> WHAT TO DO
1. In the passage on public participation in GMO decisions, at which meeting was the amendment adopted?
2. Extend the passage on public participation in GMO decisions, starting right after its final sentence.

> EXCERPTED PASSAGE
((

129. Member States and the European Community (now the European Union) agreed to the amendment to enhance the obligations placed on parties with regard to public participation in decision-making on GMOs adopted at the second Meeting of the Parties to the Convention 25-27 May 2005 in recognition that some United Nation Economic Commission for Europe (UNECE) countries outside the EU have minimal provisions for public consultation on decisions to approve GMOs in their national legal frameworks, and that some of these countries have been strong supporters of an international framework.

))

Stored data entries
((

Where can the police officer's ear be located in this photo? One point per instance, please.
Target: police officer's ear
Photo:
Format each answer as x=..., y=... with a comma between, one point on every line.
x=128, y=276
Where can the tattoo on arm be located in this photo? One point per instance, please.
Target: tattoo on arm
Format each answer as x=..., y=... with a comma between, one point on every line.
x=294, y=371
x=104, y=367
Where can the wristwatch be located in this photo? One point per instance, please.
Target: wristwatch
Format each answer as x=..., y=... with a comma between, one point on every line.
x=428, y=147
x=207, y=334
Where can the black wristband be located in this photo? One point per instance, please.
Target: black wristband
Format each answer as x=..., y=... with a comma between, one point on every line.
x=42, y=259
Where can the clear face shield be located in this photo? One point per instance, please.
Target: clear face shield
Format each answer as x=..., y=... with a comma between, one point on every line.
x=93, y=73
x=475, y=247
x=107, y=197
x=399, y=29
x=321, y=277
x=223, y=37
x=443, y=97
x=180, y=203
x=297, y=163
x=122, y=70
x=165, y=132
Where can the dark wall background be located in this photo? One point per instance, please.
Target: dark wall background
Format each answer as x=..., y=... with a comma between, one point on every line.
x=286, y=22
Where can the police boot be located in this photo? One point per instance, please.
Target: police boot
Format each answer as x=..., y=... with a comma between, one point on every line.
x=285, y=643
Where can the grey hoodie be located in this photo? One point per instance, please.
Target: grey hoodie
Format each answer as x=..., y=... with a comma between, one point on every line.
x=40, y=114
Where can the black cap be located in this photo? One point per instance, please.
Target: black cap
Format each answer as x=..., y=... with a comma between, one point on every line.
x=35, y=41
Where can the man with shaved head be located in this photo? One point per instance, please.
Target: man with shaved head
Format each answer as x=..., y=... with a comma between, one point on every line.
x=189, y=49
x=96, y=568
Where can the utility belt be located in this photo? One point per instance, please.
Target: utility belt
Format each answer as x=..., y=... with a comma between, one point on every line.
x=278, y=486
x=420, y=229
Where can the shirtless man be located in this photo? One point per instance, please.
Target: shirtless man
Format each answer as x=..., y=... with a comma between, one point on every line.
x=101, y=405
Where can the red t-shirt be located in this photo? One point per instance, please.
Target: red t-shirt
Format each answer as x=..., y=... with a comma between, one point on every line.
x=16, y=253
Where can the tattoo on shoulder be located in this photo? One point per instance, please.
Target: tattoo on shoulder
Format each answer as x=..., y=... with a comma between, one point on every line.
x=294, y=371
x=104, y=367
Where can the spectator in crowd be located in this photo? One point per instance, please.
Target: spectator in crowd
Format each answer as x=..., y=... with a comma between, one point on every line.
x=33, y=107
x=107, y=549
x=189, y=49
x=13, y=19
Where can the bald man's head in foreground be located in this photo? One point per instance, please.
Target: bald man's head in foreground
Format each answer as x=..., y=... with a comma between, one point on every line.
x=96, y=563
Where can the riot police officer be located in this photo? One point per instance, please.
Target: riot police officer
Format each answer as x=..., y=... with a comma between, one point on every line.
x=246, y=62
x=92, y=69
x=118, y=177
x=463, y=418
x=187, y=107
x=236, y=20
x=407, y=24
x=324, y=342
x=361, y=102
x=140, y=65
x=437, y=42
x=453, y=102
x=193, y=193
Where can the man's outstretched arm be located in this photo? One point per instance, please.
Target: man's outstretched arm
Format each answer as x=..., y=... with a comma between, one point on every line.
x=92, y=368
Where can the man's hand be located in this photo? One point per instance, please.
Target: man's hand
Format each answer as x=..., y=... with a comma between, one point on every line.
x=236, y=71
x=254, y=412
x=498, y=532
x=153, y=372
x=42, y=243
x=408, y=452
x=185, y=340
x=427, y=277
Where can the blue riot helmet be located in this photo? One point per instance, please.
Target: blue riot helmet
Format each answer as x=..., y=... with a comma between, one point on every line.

))

> ANSWERS TO THE EXERCISES
1. At the second Meeting of the Parties to the Convention, held 25-27 May 2005.

2.
130. The requirements of the amendment, that is Article 6bis and Annex I bis, were already given effect in the European Union by the main EU instruments governing the deliberate release of genetically modified organisms to the environment: Directive 2001/18/EC and Regulation (EC) 1829/2003. As the UK had fully transposed these instruments, there was no need for additional UK legislation to be introduced in order to implement the requirements of the amendment. Directive 2001/18 is transposed into the law of England, Scotland and Wales by Part VI of the Environmental Protection Act 1990 (1990 c 43) and in England only by the Genetically Modified Organisms (Deliberate Release) Regulations 2002 (SI 2002/2443), in Scotland only by the Genetically Modified Organisms (Deliberate Release) (Scotland) Regulations 2002 (SSI 2002/541), in Wales only by the Genetically Modified Organisms (Deliberate Release)(Wales) Regulations 2002 (SI 2002/3188 (W.304)), and into the law of Northern Ireland by Genetically Modified Organisms (Northern Ireland) Order 1991 and the Genetically Modified Organisms (Deliberate Release) (Northern Ireland) Regulations 2003 (SI 2003/167). Regulation 1829/2003, which is directly applicable in Member States, is enforced in England through the Genetically Modified Food (England) Regulations 2004 (SI 2004/2335) in Wales through the Genetically Modified Food (Wales) Regulation (SI 2004/3220), in Scotland through the Genetically Modified Food (Scotland) Regulations (SSI 2004/432) and in Northern Ireland through the Genetically Modified Food (Northern Ireland) Regulations (SI 2004/385).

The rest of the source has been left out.